-- BEGIN --

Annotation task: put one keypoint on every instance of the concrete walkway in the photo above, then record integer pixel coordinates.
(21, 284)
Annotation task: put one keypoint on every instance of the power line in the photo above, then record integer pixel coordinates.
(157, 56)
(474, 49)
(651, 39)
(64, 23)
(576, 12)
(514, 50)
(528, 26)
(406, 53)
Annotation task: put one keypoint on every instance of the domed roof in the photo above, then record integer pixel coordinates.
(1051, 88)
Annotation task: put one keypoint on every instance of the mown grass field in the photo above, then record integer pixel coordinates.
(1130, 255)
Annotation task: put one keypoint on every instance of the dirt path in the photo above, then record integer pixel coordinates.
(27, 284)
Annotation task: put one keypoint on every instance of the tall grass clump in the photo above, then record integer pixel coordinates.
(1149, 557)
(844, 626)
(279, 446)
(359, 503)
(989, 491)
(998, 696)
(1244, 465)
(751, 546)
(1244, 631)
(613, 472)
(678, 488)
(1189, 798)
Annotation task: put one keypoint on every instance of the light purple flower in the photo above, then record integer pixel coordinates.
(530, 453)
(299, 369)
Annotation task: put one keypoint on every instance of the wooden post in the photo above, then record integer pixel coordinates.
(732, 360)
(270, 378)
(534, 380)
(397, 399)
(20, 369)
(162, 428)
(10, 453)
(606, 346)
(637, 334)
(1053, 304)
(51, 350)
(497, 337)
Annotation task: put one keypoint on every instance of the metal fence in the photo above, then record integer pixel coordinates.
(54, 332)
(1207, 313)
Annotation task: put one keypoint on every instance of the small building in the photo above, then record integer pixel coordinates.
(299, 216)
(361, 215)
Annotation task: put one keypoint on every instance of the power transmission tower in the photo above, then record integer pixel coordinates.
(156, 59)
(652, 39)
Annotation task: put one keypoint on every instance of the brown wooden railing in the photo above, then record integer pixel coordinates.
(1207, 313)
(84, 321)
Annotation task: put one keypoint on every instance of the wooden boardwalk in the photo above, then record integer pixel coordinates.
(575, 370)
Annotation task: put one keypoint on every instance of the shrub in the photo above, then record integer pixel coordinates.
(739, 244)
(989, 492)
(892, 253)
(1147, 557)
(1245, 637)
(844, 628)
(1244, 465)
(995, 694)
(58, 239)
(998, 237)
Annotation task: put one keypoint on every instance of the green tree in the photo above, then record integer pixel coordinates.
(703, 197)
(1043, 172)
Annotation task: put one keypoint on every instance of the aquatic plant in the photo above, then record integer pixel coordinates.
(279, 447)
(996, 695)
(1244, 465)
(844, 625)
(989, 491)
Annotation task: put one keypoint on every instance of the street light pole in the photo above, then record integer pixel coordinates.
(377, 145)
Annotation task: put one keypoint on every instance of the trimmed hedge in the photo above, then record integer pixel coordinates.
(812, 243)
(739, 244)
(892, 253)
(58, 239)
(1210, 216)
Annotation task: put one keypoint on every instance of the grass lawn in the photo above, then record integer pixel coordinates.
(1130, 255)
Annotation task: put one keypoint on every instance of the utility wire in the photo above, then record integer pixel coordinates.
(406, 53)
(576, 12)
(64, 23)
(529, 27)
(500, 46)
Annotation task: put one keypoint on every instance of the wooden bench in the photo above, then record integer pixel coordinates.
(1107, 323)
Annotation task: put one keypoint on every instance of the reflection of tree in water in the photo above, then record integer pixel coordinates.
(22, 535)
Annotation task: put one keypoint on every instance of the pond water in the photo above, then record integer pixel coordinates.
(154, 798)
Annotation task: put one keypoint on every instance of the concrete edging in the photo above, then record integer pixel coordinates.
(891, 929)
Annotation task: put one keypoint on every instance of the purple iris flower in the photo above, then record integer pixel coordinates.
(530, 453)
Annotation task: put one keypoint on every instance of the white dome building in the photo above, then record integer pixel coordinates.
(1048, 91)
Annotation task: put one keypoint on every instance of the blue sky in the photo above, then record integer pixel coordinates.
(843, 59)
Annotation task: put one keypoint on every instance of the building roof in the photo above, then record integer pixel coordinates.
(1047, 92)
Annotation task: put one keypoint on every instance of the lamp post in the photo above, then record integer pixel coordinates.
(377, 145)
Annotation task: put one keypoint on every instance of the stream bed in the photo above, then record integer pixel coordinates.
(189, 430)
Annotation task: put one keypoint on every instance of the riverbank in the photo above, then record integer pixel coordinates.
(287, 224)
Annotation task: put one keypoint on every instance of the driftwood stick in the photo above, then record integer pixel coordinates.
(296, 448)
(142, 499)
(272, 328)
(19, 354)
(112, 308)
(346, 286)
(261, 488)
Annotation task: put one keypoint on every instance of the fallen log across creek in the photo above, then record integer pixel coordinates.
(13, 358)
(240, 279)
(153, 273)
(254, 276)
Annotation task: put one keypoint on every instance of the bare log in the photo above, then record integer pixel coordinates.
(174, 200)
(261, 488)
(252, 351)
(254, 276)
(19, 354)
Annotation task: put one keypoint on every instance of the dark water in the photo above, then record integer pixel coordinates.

-- END --

What to do: Recopy the entries above exactly, with every line included.

Response:
Annotation task: put one keypoint on every instance of the concrete walkway in the photo above, then record integer pixel coordinates.
(21, 284)
Annotation task: put one keypoint on every instance of the power line in the photo above, then record integer pixel coordinates.
(157, 56)
(474, 49)
(651, 39)
(64, 23)
(576, 12)
(514, 50)
(528, 26)
(406, 53)
Annotation task: put one keypoint on every instance of the domed roof in the photo above, then record integer pixel coordinates.
(1051, 88)
Annotation task: put one keypoint on every instance of the mown grass field in the photo above, then record integer pixel coordinates.
(1130, 255)
Annotation task: put one keypoint on every instance of the dirt path in the photo above, then record integer pixel coordinates.
(27, 284)
Annotation task: put one keypoint on every instance of the tall grass clump in the photo above, then record integer pixel coordinates.
(1149, 557)
(844, 626)
(279, 446)
(359, 503)
(989, 491)
(998, 696)
(1244, 465)
(751, 546)
(1244, 631)
(613, 472)
(678, 488)
(1189, 798)
Annotation task: put one keypoint on every instance of the light purple flower in the photo above, then record integer pixel coordinates.
(530, 453)
(299, 369)
Annotation task: put one keypoint on every instance of the wooden post in the photo above, then record integer pixel coordinates.
(732, 360)
(270, 378)
(534, 380)
(397, 399)
(20, 369)
(162, 428)
(10, 453)
(606, 346)
(637, 334)
(1053, 304)
(51, 350)
(497, 337)
Annotation task: put one keypoint on every instance of the metal fence in the photo above, then record integer pixel coordinates.
(54, 332)
(1207, 313)
Annotation task: put one keypoint on every instance of the small building in the photo above, then record integer pixel coordinates.
(299, 216)
(361, 215)
Annotation task: put one keypoint on every instance of the power transmission tower in the photo above, then record integer pixel coordinates.
(156, 59)
(652, 39)
Annotation task: put one keypoint on every instance of the brown wooden railing in the photo above, then record integer pixel coordinates.
(1207, 313)
(84, 321)
Annotation task: put one keypoint on every instance of the wooden boardwalk in the photo above, then record integer pixel coordinates.
(575, 370)
Annotation task: put one keypoint on every instance of the shrub in the photo above, then record integer pixel coordinates.
(739, 244)
(989, 492)
(892, 253)
(1147, 557)
(1245, 637)
(844, 628)
(1244, 465)
(995, 694)
(58, 239)
(998, 237)
Annotation task: put one keypoint on every instance of the green tree in the photo above, then record integer pixel coordinates.
(703, 197)
(1043, 172)
Annotation task: put one keypoint on every instance of the aquatic plant in the photo above, then record integer pixel coordinates.
(279, 447)
(996, 695)
(1244, 465)
(844, 625)
(989, 491)
Annotation task: put one keypoint on every instance of the street light pole in the photo above, then record integer pixel coordinates.
(377, 145)
Annotation task: put one keypoint on every instance of the trimmed hedge in the photo above, then record integer pixel coordinates.
(812, 243)
(739, 244)
(892, 253)
(58, 239)
(1210, 216)
Annotation task: put one keypoint on every instance of the grass lawn in the photo above, then record integer pixel coordinates.
(1130, 255)
Annotation task: put one keypoint on every instance of the utility wire in the photo above, then record integer pixel coordinates.
(406, 53)
(576, 12)
(64, 23)
(529, 27)
(500, 46)
Annotation task: put one keypoint on every instance of the wooden bench in the photo above, then record integer pixel coordinates.
(1107, 323)
Annotation task: put one keypoint on every instance of the reflection of tree in water in the photo above, then record integer pixel coordinates.
(22, 535)
Annotation task: put one keypoint on every instance of the pond water in the photo above, then record integer pixel coordinates.
(154, 798)
Annotation task: put one keypoint on every instance of the concrete edging in the photo above, then record integer pixel coordinates.
(891, 929)
Annotation task: put one keypoint on every instance of the purple iris flower in the photo above, then record integer pixel coordinates.
(530, 453)
Annotation task: put one keypoint on every instance of the white dome building in the photo above, then record integer pixel coordinates.
(1048, 91)
Annotation task: put one keypoint on every instance of the blue sky in the photo above, then record integer pixel coordinates.
(843, 59)
Annotation task: put one keypoint on every instance of the building roof in the photo above, then record integer pixel coordinates.
(1047, 92)
Annotation task: put one keypoint on every instance of the lamp post in the photo above, then record integer pixel coordinates.
(377, 145)
Annotation task: put one keypoint on every instance of the stream bed in the photo above, then record integer pixel coordinates.
(189, 430)
Annotation task: put one keypoint on every instance of the riverbank in the photo above, then record integer pixel coordinates.
(287, 224)
Annotation task: put one keypoint on every instance of the driftwood stick in the photo above, then record integer pixel coordinates.
(296, 448)
(142, 499)
(272, 328)
(19, 354)
(112, 308)
(346, 286)
(261, 488)
Annotation task: put one keypoint on every instance of the fallen log across creek in the photo above, then record integer pixel coordinates.
(13, 358)
(240, 279)
(153, 273)
(254, 276)
Annotation task: put one keypoint on every instance of the bare log in the photo above, then record integer pixel coordinates.
(174, 200)
(261, 488)
(252, 351)
(254, 276)
(19, 354)
Annotation task: put one keypoint on every instance of the dark water in the photo above, then record integer pixel coordinates.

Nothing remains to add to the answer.